## ACTIVITY
In this exercise, set down every entry that follows exactly as it appears.

━━━ DATA LISTING ━━━

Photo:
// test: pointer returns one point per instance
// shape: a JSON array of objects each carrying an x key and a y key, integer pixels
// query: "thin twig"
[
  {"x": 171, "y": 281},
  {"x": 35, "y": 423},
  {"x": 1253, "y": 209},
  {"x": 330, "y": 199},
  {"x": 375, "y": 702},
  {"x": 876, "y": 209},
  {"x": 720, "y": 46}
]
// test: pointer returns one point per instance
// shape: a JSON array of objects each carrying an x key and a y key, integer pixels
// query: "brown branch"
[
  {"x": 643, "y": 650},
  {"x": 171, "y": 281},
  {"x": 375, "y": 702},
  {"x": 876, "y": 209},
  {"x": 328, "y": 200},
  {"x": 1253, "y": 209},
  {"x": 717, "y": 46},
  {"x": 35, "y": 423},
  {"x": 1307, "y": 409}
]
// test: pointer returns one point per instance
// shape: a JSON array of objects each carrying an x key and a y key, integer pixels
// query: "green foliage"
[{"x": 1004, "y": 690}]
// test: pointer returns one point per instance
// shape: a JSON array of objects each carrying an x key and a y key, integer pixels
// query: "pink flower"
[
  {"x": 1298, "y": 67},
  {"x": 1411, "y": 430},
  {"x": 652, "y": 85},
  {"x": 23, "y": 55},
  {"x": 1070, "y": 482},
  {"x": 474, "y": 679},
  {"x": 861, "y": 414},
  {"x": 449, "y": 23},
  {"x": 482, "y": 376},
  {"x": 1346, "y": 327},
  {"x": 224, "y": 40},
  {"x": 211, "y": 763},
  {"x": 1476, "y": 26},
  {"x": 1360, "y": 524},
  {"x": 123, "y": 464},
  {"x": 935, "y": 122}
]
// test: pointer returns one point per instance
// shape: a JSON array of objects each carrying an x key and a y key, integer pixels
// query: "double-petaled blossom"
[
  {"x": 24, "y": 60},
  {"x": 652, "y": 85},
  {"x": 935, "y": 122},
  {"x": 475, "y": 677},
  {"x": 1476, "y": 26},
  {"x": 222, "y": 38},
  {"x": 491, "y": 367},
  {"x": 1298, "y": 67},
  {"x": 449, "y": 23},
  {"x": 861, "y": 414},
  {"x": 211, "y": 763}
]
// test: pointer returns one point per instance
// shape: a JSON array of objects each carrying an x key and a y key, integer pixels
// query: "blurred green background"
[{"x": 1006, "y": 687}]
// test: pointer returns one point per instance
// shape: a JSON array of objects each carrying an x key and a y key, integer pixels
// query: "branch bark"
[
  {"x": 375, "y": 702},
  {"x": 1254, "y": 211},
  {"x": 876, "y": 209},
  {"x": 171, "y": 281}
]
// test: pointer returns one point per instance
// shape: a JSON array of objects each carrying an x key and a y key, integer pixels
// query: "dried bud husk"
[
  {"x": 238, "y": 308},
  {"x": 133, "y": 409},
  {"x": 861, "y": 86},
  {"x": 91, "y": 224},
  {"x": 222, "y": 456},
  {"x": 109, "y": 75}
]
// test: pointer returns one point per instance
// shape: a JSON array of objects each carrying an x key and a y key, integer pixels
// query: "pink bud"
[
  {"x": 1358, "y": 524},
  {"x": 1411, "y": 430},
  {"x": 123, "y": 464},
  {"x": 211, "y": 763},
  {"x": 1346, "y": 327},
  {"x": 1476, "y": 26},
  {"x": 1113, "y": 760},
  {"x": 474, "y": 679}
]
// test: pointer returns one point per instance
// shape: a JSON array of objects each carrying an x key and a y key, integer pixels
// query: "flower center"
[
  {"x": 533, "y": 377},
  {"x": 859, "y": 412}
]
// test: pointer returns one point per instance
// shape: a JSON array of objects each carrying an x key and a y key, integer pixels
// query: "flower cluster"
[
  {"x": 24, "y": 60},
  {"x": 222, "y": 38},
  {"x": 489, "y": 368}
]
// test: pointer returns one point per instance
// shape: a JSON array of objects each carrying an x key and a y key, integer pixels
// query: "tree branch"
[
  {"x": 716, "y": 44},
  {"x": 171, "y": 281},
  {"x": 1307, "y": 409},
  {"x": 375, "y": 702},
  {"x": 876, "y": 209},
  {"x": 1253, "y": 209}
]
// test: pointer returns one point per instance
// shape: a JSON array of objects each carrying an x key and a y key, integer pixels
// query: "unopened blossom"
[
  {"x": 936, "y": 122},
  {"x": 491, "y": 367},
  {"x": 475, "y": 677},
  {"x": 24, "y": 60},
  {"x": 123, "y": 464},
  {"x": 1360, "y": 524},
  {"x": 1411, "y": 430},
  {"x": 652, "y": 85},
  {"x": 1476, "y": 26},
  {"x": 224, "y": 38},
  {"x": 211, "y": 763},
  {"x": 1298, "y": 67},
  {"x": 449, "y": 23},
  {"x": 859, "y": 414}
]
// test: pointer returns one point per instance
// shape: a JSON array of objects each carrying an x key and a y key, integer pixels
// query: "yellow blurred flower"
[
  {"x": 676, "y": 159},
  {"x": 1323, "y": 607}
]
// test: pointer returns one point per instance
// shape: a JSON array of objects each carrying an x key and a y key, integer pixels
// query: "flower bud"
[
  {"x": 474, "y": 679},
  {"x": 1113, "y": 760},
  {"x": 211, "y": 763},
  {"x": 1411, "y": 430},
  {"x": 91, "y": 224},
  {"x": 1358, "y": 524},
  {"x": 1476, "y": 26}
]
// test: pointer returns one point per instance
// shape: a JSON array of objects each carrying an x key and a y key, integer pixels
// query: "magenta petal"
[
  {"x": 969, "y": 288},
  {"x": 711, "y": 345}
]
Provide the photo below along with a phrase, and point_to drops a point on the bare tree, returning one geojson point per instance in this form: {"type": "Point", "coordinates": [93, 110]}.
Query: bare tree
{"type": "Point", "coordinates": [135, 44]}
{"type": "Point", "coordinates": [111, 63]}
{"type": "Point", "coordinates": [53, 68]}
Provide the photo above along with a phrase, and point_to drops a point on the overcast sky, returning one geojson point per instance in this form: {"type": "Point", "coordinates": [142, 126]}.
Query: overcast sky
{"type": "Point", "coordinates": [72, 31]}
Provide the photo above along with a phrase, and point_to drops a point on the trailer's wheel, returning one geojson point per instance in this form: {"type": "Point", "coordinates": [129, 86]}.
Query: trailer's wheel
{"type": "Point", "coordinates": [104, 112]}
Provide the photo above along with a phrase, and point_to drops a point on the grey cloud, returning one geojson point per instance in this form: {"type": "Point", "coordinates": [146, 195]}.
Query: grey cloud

━━━

## SOLUTION BELOW
Photo:
// test: pointer returns one point per instance
// shape: a JSON array of objects each carrying an x key and a y key, integer pixels
// query: "thin twig"
[
  {"x": 171, "y": 281},
  {"x": 35, "y": 423},
  {"x": 1253, "y": 209},
  {"x": 330, "y": 199},
  {"x": 375, "y": 702},
  {"x": 876, "y": 209},
  {"x": 720, "y": 46}
]
// test: pointer returns one point per instance
// shape: a JSON array of objects each carrying an x key and a y key, integer pixels
// query: "brown branch"
[
  {"x": 643, "y": 650},
  {"x": 171, "y": 281},
  {"x": 375, "y": 702},
  {"x": 876, "y": 209},
  {"x": 328, "y": 200},
  {"x": 1253, "y": 209},
  {"x": 717, "y": 46},
  {"x": 35, "y": 423},
  {"x": 1307, "y": 409}
]
// test: pointer returns one point per instance
// shape: a JSON array of objects each carrying an x key and a y key, integer pixels
// query: "green foliage"
[{"x": 1004, "y": 690}]
// test: pointer returns one point per instance
// shape: a JSON array of objects each carrying an x key and a y key, integer pixels
// query: "pink flower"
[
  {"x": 1298, "y": 67},
  {"x": 1411, "y": 430},
  {"x": 652, "y": 85},
  {"x": 23, "y": 55},
  {"x": 1070, "y": 482},
  {"x": 474, "y": 679},
  {"x": 861, "y": 414},
  {"x": 449, "y": 23},
  {"x": 482, "y": 376},
  {"x": 1346, "y": 327},
  {"x": 224, "y": 40},
  {"x": 211, "y": 763},
  {"x": 1476, "y": 26},
  {"x": 1360, "y": 524},
  {"x": 123, "y": 464},
  {"x": 935, "y": 122}
]
// test: pointer returns one point per instance
// shape: a JSON array of objects each carrying an x key and a y key, integer pixels
// query: "double-petaled blossom"
[
  {"x": 24, "y": 60},
  {"x": 652, "y": 85},
  {"x": 935, "y": 122},
  {"x": 475, "y": 677},
  {"x": 1476, "y": 26},
  {"x": 222, "y": 38},
  {"x": 491, "y": 367},
  {"x": 1298, "y": 67},
  {"x": 449, "y": 23},
  {"x": 861, "y": 414},
  {"x": 211, "y": 763}
]
// test: pointer returns one point per instance
// shape: a JSON array of objects each carrying an x key and a y key, integer pixels
// query: "blurred green background"
[{"x": 1006, "y": 687}]
// test: pointer returns one point per instance
// shape: a JSON array of objects each carrying an x key and a y key, integer pixels
// query: "branch bark"
[
  {"x": 375, "y": 702},
  {"x": 1254, "y": 211},
  {"x": 876, "y": 209},
  {"x": 171, "y": 281}
]
// test: pointer returns one point per instance
// shape: a JSON array of objects each carrying an x key and a y key, integer pixels
// query: "dried bud husk"
[
  {"x": 238, "y": 308},
  {"x": 133, "y": 409},
  {"x": 861, "y": 86},
  {"x": 91, "y": 224},
  {"x": 222, "y": 456},
  {"x": 109, "y": 75}
]
// test: pointer returns one point per instance
// shape: a JSON array of objects each carrying an x key and a y key, integer pixels
// query: "pink bud"
[
  {"x": 1358, "y": 524},
  {"x": 1411, "y": 430},
  {"x": 123, "y": 464},
  {"x": 211, "y": 763},
  {"x": 1346, "y": 327},
  {"x": 1476, "y": 26},
  {"x": 1113, "y": 760},
  {"x": 474, "y": 679}
]
// test: pointer returns one point per instance
// shape: a JSON array of objects each carrying an x key and a y key, integer pixels
// query: "flower center"
[
  {"x": 533, "y": 377},
  {"x": 859, "y": 412}
]
// test: pointer returns one point per instance
// shape: a JSON array of objects each carrying an x key and a y key, integer pixels
// query: "flower cluster"
[
  {"x": 24, "y": 60},
  {"x": 222, "y": 38},
  {"x": 489, "y": 368}
]
// test: pointer returns one point per instance
// shape: a JSON array of objects each carrying an x key and a y key, integer pixels
// query: "tree branch"
[
  {"x": 716, "y": 44},
  {"x": 171, "y": 281},
  {"x": 1307, "y": 409},
  {"x": 375, "y": 702},
  {"x": 876, "y": 209},
  {"x": 1253, "y": 209}
]
// test: pointer returns one point per instance
// shape: a JSON array of objects each carrying an x key and a y key, integer pixels
// query: "unopened blossom"
[
  {"x": 936, "y": 122},
  {"x": 491, "y": 367},
  {"x": 475, "y": 677},
  {"x": 24, "y": 60},
  {"x": 123, "y": 464},
  {"x": 1360, "y": 524},
  {"x": 1411, "y": 430},
  {"x": 652, "y": 85},
  {"x": 1476, "y": 26},
  {"x": 224, "y": 38},
  {"x": 211, "y": 763},
  {"x": 1298, "y": 67},
  {"x": 449, "y": 23},
  {"x": 859, "y": 414}
]
// test: pointer returns one point per instance
// shape: a JSON array of objects each carrying an x key and a y key, integer pixels
// query: "yellow blurred flower"
[
  {"x": 676, "y": 159},
  {"x": 1323, "y": 607}
]
// test: pointer returns one point per instance
// shape: a JSON array of objects each carrying an x key and a y key, integer pixels
// query: "flower bud"
[
  {"x": 474, "y": 679},
  {"x": 1113, "y": 760},
  {"x": 211, "y": 763},
  {"x": 1411, "y": 430},
  {"x": 91, "y": 224},
  {"x": 1358, "y": 524},
  {"x": 1476, "y": 26}
]
// test: pointer returns one point per instance
// shape: a JSON array of objects each carrying an x key and a y key, integer pixels
// query: "magenta petal"
[
  {"x": 969, "y": 288},
  {"x": 711, "y": 345}
]
Provide the photo below along with a phrase, and point_to drops a point on the bare tree, returning one geojson point per instance in this form: {"type": "Point", "coordinates": [93, 110]}.
Query: bare tree
{"type": "Point", "coordinates": [135, 44]}
{"type": "Point", "coordinates": [111, 63]}
{"type": "Point", "coordinates": [53, 68]}
Provide the photo above along with a phrase, and point_to drops a point on the overcast sky, returning one geojson point per instance in this form: {"type": "Point", "coordinates": [142, 126]}.
Query: overcast sky
{"type": "Point", "coordinates": [72, 31]}
Provide the photo above along with a phrase, and point_to drops a point on the trailer's wheel, returning one geojson point per instance in this form: {"type": "Point", "coordinates": [129, 86]}.
Query: trailer's wheel
{"type": "Point", "coordinates": [104, 112]}
Provide the photo above along with a phrase, and point_to drops a point on the grey cloud, returning one geojson point per instance in this form: {"type": "Point", "coordinates": [146, 195]}.
Query: grey cloud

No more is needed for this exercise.